**GIVEN TEXT**

=== Begin Enclosure ===

Maria Grazia Chiuri and Catherine de’ Medici: two Italians in Paris, centuries apart, connected on the Dior runway on Tuesday.
Chiuri has flirted before with historical costumes, but she has always resisted being drawn down a time tunnel, determined to dress women to meet the challenges of the here and now.
Her spring 2023 collection, staged around a Gothic-style grotto made of paper cutouts by French artist Eva Jospin, sparked a dialogue between past and present that packed plenty of swagger. Think lampshade hoop skirts, lacy shirt dresses and elasticated corsets, slung over cargo pants with the same ease as a tank top.
“The idea is to mix the natural elements with the construction, and to create a Baroque ball inside the gardens of the Tuileries, but in a contemporary way,” Chiuri said in a preview.
The designer was fascinated with the way clothing contributed to the myth of the Renaissance queen, who is credited with popularizing high heels for women and brought to France an embroidery technique that still carries her name.
“I understood very well to what extent she also used clothes to express her power, and the relationship between fashion and power,” she said. “I found this very interesting, and also because it helped me to understand the relationship between France and Italy. This woman was really a link between the two cultures.”
The collection referenced those points both literally and metaphorically, with Chiuri deftly weaving in elements of the Dior archives. She worked curved heels, inspired by Roger Vivier’s designs for Dior in the ‘60s, into everything from multi-strap boots to wooden clogs that are sure to become one of the “It” shoes of the season.
Embroidery, which Chiuri has made one of her signatures at the French fashion house, appeared on items like a deceptively simple raffia coat with an intricate 3D floral design inspired by founder Christian Dior’s Miss Dior dress, or jeans embellished with the geometric motifs of the Catherine de’ Medici stitch, also known as punto madama.
Speaking of fashion diplomacy, the designer had a political message of her own, sending models down the runway in various states of deshabille. Skirts split open to reveal matching boxer shorts, while broderie anglaise petticoats were paired with skimpy bra tops.
“I’m so frustrated that in this historical moment, we can’t show bodies, that they are all obsessed about what happens around our bodies, so the idea is to show the body,” said Chiuri, who has made feminism a cornerstone of her tenure at Dior.
There was a poignancy to the fact that the show was held in the Tuileries Garden, a park originally conceived by de’ Medici. In a reflection of her own journey, Chiuri revived a vintage Dior scarf print of a map of Paris and used it on items including a trenchcoat, a hoodie and a bomber jacket.
“Probably one of the first things that I saw when I arrived in Paris were the references that I found to Italy. We have a different way to live the space and to live these references,” she mused.
Her “obsession,” as she enters her seventh year at Dior, has been to foster a dialogue between her own culture and that of the French fashion house, which appeared to reach a crescendo with this time clash exercise.
“I really appreciate what I’ve learned in Paris, but at the same time I think I have given them in return a different way to see themselves, what they are doing and how they can evolve for the future,” she said. “Sometimes it’s very helpful to have someone who comes from another point of view, who can see things in a fresh way.”

=== End Enclosure ===

**PROVIDED MATERIAL**
=== Begin Enclosure ===

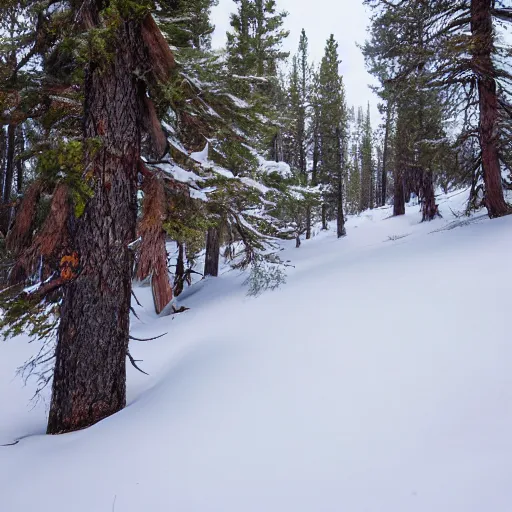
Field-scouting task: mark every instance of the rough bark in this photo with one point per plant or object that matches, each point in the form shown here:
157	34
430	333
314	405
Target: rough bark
429	208
179	276
324	216
19	162
152	261
211	264
399	192
89	381
483	67
308	222
384	176
340	220
5	210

=== End Enclosure ===

**DESCRIPTION OF THE TASK**
Reproduce the passage of the article on Chiuri's Dior collection starting at "The collection referenced" and ending at "of the season.".

**ANSWER SPACE**
The collection referenced those points both literally and metaphorically, with Chiuri deftly weaving in elements of the Dior archives. She worked curved heels, inspired by Roger Vivier’s designs for Dior in the ‘60s, into everything from multi-strap boots to wooden clogs that are sure to become one of the “It” shoes of the season.